Do this
Output the line that contains "Could you kindly point to the tall flower" and every line after it to the end of the entries, with nothing added or left out.

[Position annotation records]
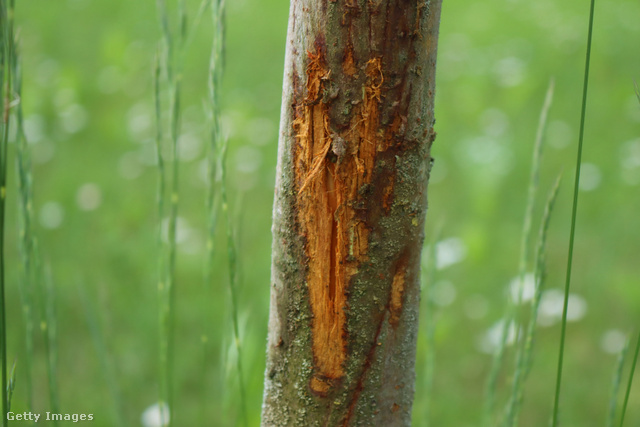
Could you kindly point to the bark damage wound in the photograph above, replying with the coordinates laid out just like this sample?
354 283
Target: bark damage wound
331 206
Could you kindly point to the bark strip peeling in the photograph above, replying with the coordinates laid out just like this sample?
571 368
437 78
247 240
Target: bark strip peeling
356 132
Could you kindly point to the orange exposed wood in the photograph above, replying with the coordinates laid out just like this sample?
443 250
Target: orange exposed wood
397 292
328 182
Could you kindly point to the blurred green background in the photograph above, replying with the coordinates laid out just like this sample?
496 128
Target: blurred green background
89 119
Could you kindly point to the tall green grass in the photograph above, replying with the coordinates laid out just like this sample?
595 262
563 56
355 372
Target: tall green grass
28 246
37 286
217 154
167 80
524 355
510 311
574 215
6 95
630 381
615 387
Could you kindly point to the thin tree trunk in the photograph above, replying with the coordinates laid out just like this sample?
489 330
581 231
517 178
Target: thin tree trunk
354 158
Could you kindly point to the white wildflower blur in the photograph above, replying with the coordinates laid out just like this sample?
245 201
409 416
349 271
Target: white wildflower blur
522 291
156 415
613 341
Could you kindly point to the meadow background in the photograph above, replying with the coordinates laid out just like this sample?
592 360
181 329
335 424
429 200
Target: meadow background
89 120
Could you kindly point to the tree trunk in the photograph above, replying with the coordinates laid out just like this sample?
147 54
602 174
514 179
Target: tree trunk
354 158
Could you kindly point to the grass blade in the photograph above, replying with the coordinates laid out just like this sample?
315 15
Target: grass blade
615 385
6 95
524 257
633 369
27 244
525 351
106 364
11 386
574 212
232 260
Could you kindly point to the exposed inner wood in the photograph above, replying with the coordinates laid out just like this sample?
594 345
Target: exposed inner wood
331 167
397 293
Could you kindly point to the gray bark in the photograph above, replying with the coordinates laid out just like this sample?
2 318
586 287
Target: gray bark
351 197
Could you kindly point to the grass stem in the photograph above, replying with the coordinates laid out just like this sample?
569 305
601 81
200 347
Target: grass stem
574 211
628 392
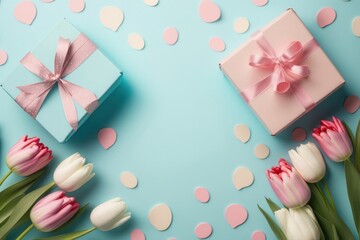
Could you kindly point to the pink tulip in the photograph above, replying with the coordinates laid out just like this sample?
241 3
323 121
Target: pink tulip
334 140
53 211
288 185
28 156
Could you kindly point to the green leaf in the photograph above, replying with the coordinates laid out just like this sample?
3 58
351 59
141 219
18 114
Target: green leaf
350 133
274 227
22 208
17 189
8 209
272 205
336 236
357 148
326 226
69 236
353 188
78 214
317 204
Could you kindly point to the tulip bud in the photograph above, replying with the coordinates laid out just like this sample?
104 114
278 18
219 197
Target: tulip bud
28 156
298 224
110 214
71 173
288 185
308 161
334 140
53 211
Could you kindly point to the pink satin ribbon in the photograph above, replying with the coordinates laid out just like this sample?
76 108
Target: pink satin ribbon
68 57
286 69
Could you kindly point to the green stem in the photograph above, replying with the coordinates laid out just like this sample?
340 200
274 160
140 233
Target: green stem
87 231
5 177
328 193
25 232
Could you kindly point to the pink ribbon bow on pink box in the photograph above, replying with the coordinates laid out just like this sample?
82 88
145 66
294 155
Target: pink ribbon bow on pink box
286 69
68 57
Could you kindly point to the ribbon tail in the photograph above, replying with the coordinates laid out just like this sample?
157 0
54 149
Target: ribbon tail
85 98
257 88
32 96
68 106
304 98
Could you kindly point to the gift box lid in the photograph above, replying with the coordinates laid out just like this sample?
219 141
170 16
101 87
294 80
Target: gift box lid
96 74
277 111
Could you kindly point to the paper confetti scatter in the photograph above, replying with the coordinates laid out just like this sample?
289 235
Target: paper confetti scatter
160 216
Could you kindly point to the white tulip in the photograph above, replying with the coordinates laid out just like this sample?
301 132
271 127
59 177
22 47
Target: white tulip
110 214
71 173
309 162
298 224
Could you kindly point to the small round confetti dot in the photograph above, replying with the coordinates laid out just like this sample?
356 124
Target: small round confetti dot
202 194
260 3
3 57
137 234
326 16
129 180
136 41
356 26
262 151
160 216
241 25
151 3
203 230
298 135
77 6
217 44
352 104
242 132
209 11
170 35
258 235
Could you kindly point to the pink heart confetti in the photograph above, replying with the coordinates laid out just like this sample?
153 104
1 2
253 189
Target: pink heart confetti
326 16
258 235
217 44
3 57
260 3
299 134
202 194
137 234
235 215
209 11
203 230
107 137
25 12
352 104
77 6
171 36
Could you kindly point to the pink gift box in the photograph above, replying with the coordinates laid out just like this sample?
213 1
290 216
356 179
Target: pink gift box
282 86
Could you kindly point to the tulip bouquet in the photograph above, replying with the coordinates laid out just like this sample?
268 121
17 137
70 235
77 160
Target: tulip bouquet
27 158
310 211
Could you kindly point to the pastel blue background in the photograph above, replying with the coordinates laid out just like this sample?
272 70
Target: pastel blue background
175 112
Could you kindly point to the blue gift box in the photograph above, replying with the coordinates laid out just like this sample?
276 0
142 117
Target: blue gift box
96 74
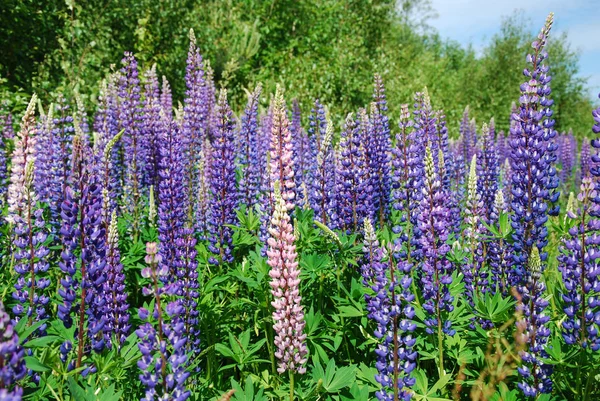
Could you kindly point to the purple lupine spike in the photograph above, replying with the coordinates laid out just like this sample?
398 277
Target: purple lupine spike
433 221
83 279
163 348
533 180
28 228
150 127
187 288
281 162
166 98
223 192
12 364
475 272
288 316
535 373
585 159
249 161
580 272
130 118
302 154
323 179
350 170
391 309
116 308
172 195
196 112
203 190
380 147
407 181
487 169
498 251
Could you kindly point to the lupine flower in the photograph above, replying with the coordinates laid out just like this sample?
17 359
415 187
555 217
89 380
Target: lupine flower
196 112
150 127
433 222
487 170
475 273
288 317
498 251
12 364
407 182
172 195
249 161
222 185
281 163
532 173
379 147
323 173
162 347
535 373
28 228
303 157
585 160
350 172
130 119
115 309
390 308
577 263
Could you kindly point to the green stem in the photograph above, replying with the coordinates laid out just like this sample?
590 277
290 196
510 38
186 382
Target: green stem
291 386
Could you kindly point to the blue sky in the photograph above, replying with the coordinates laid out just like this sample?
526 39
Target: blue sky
475 22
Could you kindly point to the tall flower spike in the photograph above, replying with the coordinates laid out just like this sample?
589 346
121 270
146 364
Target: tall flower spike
248 159
434 225
535 373
12 364
288 316
532 157
133 143
116 308
580 272
281 151
390 308
222 185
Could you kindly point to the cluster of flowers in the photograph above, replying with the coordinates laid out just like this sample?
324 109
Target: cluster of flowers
204 165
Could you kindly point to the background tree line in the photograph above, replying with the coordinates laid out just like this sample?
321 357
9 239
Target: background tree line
316 48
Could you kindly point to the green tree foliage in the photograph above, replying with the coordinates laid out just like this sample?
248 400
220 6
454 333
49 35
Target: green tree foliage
328 49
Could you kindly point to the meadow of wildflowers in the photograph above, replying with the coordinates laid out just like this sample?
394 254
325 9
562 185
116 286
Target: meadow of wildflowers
175 250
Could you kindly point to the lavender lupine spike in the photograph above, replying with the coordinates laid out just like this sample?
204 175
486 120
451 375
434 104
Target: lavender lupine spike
380 146
288 316
475 272
487 170
130 117
351 167
407 182
302 154
222 185
532 171
579 270
585 160
535 373
498 251
162 347
281 163
115 309
172 195
166 98
433 221
12 364
150 127
390 308
249 161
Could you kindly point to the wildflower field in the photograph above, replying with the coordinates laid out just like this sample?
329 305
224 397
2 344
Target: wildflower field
154 248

Solution for this exercise
Could you kindly point to the tall flower spike in the photograph above, replying with the coordinates laid out just like this sample?
589 346
121 270
146 364
Target: tall flower spike
248 159
434 225
535 373
12 364
288 316
532 157
133 143
116 308
580 272
281 151
390 308
222 185
Could you kindly point to the cluster of flowers in the photograph above, replying with the coordinates laid out just like this sample?
324 109
Target: cluster of flowers
204 165
Could you kindly point to the background tree line in the photograph above, replying with the coordinates laid out just like this sample?
321 357
9 239
Target: background tree line
316 48
Could you kindly point to the green tree foliage in the photograph above, replying with the coordinates laid out just like this sample?
248 400
220 6
454 333
49 35
Target: green tree foliage
328 49
Could you kindly point to the meadow of wildflowers in the photograph above, replying with the coordinates laid out just like this sample?
394 254
325 9
562 185
116 286
Target: meadow of wildflowers
175 250
Could you kindly point to the lavender lupine spike in the photograph above, replying with the coordinates laid out just like this sample?
204 175
486 120
451 375
434 104
Target: lavender lupine spike
380 146
288 316
475 272
487 170
130 117
351 167
407 182
302 154
222 185
532 171
579 270
585 160
535 373
498 251
162 347
281 163
115 309
172 195
166 98
433 221
12 364
150 127
390 308
249 161
Could you kindly point to the wildflower field in the photograph above, replying with the coordinates laid out just like this sample?
329 305
224 397
2 344
Target: wildflower field
154 248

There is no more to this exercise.